▸ **Document**
THIS ANNOUNCEMENT AND THE INFORMATION CONTAINED HEREIN IS RESTRICTED AND IS NOT FOR PUBLICATION, DISTRIBUTION OR RELEASE DIRECTLY OR INDIRECTLY, IN WHOLE OR IN PART, IN, INTO OR FROM THE UNITED STATES, CANADA, THE REPUBLIC OF SOUTH AFRICA, AUSTRALIA OR JAPAN OR ANY OTHER JURISDICTION IN WHICH SUCH PUBLICATION, DISTRIBUTION OR RELEASE WOULD BE UNLAWFUL. PLEASE SEE THE IMPORTANT NOTICES AT THE END OF THIS ANNOUNCEMENT.
THIS ANNOUNCEMENT CONTAINS INSIDE INFORMATION FOR THE PURPOSES OF ARTICLE 7 OF EU REGULATION 596/2014 AS IT FORMS PART OF UK DOMESTIC LAW BY VIRTUE OF THE EUROPEAN UNION (WITHDRAWAL) ACT 2018 ("MAR"). UPON THE PUBLICATION OF THIS ANNOUNCEMENT VIA REGULATORY INFORMATION SERVICE, THIS INSIDE INFORMATION IS NOW CONSIDERED TO BE IN THE PUBLIC DOMAIN.
18 October 2021
Gusbourne Plc
("Gusbourne", the "Company" or the "Group")

▸ **Data segment**
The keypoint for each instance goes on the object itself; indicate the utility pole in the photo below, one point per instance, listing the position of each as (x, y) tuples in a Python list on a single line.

▸ **Written exercise 1**
Which article of which EU regulation does the Gusbourne announcement cite when it says it contains inside information?
▸ **Written exercise 2**
Carry the Gusbourne announcement forward from its last line.
None of the data is needed here.

▸ **Exercise output 1**
Article 7 of EU Regulation 596/2014.

▸ **Exercise output 2**
Results of Placing
Gusbourne Plc (AIM: GUS) is pleased to announce, further to the announcement made today by the Company, (the "Launch Announcement"), that the Company has successfully raised gross proceeds of £2,244,997 through the Placing. The aggregate gross proceeds of the Placing and the Subscription (together, the "Fundraise") are therefore £2,619,997 million. Under the Placing, the Company has placed 2,993,329 new Shares at a price of 75 pence per Share (the "Issue Price") with new investors.
Terms defined in the Launch Announcement have the same meanings in this announcement unless the context provides otherwise.
The Issue Price, of 75 pence, represents a discount of 39.02% per cent. to the closing price of 123 pence per Share on 15 October 2021. The Placing Shares and the Subscription Shares together represent approximately 7.51% per cent. of the existing share capital of the Company.
Panmure Gordon acted as Bookrunner in respect of the Placing. The New Ordinary Shares issued pursuant to the Placing and Subscription will, when issued, be credited as fully paid and will rank pari passu in all respects with the existing Shares at that time.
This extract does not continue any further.